MATERIAL SHOWN START

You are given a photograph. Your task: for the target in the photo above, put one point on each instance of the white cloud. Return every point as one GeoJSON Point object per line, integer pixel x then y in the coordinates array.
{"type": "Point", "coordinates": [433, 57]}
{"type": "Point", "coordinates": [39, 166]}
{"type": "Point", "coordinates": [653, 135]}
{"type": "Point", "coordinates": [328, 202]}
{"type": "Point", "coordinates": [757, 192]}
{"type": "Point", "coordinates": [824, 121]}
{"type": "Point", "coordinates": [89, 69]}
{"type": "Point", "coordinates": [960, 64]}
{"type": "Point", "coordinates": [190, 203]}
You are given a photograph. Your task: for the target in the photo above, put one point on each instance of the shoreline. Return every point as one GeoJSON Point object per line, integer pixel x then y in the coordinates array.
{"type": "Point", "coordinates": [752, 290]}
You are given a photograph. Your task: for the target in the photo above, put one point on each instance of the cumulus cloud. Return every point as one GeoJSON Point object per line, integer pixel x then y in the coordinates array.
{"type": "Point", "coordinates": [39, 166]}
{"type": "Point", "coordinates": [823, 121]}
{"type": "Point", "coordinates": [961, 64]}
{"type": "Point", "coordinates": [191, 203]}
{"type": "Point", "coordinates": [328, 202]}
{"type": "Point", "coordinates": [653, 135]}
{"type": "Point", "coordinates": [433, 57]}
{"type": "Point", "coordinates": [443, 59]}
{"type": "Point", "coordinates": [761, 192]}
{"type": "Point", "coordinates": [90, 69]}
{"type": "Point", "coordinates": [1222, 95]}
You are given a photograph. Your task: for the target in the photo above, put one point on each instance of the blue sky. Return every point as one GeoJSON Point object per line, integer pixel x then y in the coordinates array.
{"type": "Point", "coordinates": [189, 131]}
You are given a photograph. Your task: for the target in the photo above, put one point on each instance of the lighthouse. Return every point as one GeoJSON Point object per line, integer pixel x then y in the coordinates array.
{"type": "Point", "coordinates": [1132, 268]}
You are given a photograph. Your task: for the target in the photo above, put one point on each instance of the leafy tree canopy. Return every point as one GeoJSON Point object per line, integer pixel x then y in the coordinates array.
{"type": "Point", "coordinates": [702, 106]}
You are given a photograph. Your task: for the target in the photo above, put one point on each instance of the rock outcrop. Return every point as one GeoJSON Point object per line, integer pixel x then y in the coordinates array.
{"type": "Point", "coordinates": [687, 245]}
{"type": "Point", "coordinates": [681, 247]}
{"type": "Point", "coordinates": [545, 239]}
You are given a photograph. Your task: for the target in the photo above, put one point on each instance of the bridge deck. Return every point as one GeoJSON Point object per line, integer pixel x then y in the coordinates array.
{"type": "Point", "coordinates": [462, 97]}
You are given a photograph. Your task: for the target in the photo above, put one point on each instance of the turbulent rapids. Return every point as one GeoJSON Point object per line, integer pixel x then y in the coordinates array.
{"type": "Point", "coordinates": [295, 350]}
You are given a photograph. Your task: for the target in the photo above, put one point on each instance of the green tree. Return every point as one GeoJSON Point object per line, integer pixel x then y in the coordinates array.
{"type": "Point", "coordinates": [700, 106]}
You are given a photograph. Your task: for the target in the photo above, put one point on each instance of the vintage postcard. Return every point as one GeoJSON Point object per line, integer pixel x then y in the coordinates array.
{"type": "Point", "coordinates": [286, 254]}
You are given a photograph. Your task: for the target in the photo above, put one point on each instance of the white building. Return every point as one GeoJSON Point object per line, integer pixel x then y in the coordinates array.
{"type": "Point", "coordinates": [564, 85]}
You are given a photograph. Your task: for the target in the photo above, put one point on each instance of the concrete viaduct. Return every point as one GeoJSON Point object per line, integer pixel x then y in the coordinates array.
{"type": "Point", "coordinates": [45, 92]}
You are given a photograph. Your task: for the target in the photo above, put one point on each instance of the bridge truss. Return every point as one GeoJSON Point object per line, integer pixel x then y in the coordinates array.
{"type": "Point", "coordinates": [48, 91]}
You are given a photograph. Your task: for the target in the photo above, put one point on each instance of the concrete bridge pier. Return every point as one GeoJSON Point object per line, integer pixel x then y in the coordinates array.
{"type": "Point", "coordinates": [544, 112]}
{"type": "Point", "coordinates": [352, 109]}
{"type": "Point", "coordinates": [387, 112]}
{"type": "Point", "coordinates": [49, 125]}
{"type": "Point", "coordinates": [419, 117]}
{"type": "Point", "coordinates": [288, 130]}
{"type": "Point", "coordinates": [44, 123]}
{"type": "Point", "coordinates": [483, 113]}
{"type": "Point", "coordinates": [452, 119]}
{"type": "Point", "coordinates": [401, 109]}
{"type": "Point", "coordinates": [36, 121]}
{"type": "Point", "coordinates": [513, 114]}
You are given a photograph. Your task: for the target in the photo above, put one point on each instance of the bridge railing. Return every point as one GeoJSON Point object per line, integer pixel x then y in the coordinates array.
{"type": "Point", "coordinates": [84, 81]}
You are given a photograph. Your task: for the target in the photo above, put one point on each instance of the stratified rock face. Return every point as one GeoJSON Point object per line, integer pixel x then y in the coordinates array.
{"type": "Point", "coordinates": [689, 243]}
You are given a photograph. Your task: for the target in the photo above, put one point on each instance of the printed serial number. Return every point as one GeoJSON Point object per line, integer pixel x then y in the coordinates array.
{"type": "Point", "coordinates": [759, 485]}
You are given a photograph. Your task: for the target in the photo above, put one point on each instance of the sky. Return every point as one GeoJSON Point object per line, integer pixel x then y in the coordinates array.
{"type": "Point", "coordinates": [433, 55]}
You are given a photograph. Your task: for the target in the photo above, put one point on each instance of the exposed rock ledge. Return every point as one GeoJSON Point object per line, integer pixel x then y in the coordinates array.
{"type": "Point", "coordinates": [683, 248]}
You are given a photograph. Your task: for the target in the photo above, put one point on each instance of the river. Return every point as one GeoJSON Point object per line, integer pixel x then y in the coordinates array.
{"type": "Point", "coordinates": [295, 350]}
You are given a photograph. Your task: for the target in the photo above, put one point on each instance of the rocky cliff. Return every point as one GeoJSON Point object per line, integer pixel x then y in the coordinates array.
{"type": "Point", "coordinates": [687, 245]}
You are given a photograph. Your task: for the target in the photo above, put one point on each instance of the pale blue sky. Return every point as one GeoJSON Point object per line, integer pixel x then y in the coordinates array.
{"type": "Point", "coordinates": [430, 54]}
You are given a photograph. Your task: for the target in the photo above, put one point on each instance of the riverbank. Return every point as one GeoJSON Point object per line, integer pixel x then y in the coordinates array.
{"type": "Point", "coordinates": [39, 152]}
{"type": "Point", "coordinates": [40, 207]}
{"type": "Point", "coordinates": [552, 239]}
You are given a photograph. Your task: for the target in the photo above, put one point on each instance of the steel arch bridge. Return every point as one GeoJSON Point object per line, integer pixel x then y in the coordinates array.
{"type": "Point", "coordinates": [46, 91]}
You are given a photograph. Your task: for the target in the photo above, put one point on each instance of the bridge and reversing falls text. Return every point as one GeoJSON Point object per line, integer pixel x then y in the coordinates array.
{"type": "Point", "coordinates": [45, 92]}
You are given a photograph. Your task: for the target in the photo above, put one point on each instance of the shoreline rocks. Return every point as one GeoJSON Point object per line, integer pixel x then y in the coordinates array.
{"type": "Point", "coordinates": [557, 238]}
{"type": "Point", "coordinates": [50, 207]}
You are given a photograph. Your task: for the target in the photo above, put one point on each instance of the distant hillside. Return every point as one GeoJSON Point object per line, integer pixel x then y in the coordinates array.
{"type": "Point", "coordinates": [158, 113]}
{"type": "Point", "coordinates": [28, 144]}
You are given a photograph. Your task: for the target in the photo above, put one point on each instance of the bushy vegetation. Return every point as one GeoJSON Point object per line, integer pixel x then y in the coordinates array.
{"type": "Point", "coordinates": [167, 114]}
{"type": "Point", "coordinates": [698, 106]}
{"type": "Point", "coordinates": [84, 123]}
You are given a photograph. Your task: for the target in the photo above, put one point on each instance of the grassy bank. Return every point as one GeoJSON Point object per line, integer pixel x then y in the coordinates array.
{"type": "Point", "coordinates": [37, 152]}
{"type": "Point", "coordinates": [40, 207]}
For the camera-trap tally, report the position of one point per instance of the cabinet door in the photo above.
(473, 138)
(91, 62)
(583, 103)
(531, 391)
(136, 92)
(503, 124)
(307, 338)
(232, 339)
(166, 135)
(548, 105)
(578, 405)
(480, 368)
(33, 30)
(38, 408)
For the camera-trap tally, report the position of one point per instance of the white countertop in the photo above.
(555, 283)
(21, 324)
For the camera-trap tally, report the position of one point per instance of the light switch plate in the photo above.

MATERIAL SHOWN END

### TASK TO CARRY OUT
From the line containing "of the bushy" to the last line of the data above, copy each line exactly and add nothing.

### SOLUTION
You are given a photograph. Your task: for the target in the photo above, put one point on each instance of the bushy vegetation. Return every point as one GeoJSON Point object per line, integer pixel x then y in the coordinates array.
{"type": "Point", "coordinates": [167, 114]}
{"type": "Point", "coordinates": [698, 106]}
{"type": "Point", "coordinates": [84, 123]}
You are given a photograph. Your task: for the target in the photo above, put one point on each instance of the grassy bank. Return every point as one GeoJSON Point object per line, integer pixel x then y in the coordinates array.
{"type": "Point", "coordinates": [37, 152]}
{"type": "Point", "coordinates": [40, 207]}
For the camera-trap tally, report the position of one point per instance of the cabinet door in the photo above.
(473, 138)
(91, 62)
(583, 103)
(531, 391)
(136, 92)
(503, 124)
(307, 338)
(232, 339)
(166, 135)
(548, 105)
(578, 405)
(480, 368)
(33, 30)
(38, 408)
For the camera-trap tally, report the position of one point per instance of the white countertop in the photo above.
(555, 283)
(21, 324)
For the camera-trap tally, report the position of one point per instance of the light switch plate in the photo above.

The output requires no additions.